* _Source text_:
━━━━━━━━━━━━━━━━━━━━
Everything changed for Ian Fahey on September 20, 2022. The 47-year-old cyber security consultant was working from his home in Swords when he noticed some blood in his urine at around 1pm. 

“My dad and my brother had both had kidney stones within the previous two years and I knew that this was one of the indicators for it,” says Ian.

 “I rang our GP shortly after lunch at 2.05pm and saw the GP at 2.30pm that day. By the time I saw the GP my urine had cleared and I was wondering whether it was worth following up or not.” 

His doctor gave him a referral letter, and that same afternoon, he went to the Beacon Hospital for blood tests and a CT scan. After having a second scan, Ian was called into a room by a doctor some 45 minutes later. “He said there’s only one way to say this but we’ve identified a large mass on your kidney. It snowballed from there,” recalls Ian.

His journey from noticing blood in his urine to receiving a diagnosis took just six hours. “It all happened so quickly, I’m still in a bit of a daze about it,” he says. 

He was checked into the hospital straight away and underwent more tests. The following morning Ian met with an urologist and the oncology team. “They told me that there was no point in doing a biopsy because of the size of the mass, and that they would just take it out and analyse it then, but there was a very high chance that it was some form of cancer,” Ian says. His surgery was scheduled to take place the following week, allowing Ian, his wife Christine and their family some time to process this earth-shattering news.  

“There were no real indications,” says Ian. “I’m quite active; I do a lot of GAA coaching with both my club, St Finians GAA in Swords and with the Dublin U15 hurlers, and I was on the pitch the night before. I had lost a bit of weight but I thought this was more down to a change in my work and eating patterns. I never thought that I might have anything wrong with me." During Covid, I became very sedentary and I was regularly working 16-18 hour days helping companies recover following a cyber or ransomware attack.I was eating late at night but after switching jobs in June 2021, I’d lost a stone and a half, and was feeling much healthier due to that. But in hindsight, it may have been something to do with the tumour.”
━━━━━━━━━━━━━━━━━━━━
* _Input data_:
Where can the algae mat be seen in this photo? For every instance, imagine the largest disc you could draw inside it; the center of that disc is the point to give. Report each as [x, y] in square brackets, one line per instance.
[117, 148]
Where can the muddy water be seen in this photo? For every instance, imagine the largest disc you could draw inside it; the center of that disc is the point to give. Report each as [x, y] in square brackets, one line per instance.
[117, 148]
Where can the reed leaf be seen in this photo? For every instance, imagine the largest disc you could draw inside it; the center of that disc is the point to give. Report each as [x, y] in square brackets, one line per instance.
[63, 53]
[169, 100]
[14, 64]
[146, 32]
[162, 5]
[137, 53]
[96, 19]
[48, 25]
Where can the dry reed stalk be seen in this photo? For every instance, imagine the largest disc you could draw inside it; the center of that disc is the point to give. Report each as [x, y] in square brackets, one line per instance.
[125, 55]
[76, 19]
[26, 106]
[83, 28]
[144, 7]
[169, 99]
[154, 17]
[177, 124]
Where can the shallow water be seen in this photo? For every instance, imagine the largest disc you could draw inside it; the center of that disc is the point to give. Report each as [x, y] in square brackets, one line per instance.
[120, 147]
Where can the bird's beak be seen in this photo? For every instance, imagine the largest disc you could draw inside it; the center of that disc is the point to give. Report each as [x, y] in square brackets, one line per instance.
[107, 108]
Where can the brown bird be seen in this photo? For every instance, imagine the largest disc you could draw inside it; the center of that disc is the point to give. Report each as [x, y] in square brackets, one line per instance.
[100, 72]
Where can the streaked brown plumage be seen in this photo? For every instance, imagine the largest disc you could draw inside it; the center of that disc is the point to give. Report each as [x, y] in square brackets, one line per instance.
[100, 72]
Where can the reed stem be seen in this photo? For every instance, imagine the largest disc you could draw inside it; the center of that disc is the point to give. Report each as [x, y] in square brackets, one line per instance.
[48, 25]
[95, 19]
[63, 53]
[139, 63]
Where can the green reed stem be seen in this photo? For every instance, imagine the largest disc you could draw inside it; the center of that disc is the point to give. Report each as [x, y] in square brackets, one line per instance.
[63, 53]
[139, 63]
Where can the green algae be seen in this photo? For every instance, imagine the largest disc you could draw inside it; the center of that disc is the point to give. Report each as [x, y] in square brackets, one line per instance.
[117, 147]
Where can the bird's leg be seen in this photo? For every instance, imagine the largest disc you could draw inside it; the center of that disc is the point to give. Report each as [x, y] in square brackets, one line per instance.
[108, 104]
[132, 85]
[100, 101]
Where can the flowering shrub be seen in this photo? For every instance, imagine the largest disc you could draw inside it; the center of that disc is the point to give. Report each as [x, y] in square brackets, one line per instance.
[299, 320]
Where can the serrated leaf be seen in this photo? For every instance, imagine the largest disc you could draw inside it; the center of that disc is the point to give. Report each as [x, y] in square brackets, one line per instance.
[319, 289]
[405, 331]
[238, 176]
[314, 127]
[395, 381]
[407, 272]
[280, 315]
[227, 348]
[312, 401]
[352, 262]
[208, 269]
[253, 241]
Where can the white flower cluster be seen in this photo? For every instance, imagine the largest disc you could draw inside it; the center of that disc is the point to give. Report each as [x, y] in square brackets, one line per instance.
━━━━━━━━━━━━━━━━━━━━
* _What you need to do_:
1. Condense the paragraph of the article on Ian Fahey's diagnosis that begins "He was checked into the hospital straight away" into a shorter version that keeps its main facts.
2. Using the article on Ian Fahey's diagnosis, answer each of the following briefly:
(a) At what time did Ian see the GP?
(b) How long did it take from his noticing blood in his urine to his receiving a diagnosis?
(c) In what month and year did Ian switch jobs?
3. From the article on Ian Fahey's diagnosis, output word for word the part that opens with the words containing "His journey from" and closes with "this earth-shattering news.".

* _Responses to the exercise_:
1. Ian was admitted to the hospital at once for further tests. The next morning, a urologist and the oncology team told him that a biopsy was pointless given the size of the mass. They would remove it and analyze it, though it was very likely some form of cancer. Surgery was set for the following week, which gave Ian, his wife Christine and their family time to absorb the news.

2.
(a) At 2.30pm.
(b) Six hours.
(c) June 2021.

3.
His journey from noticing blood in his urine to receiving a diagnosis took just six hours. “It all happened so quickly, I’m still in a bit of a daze about it,” he says. 

He was checked into the hospital straight away and underwent more tests. The following morning Ian met with an urologist and the oncology team. “They told me that there was no point in doing a biopsy because of the size of the mass, and that they would just take it out and analyse it then, but there was a very high chance that it was some form of cancer,” Ian says. His surgery was scheduled to take place the following week, allowing Ian, his wife Christine and their family some time to process this earth-shattering news.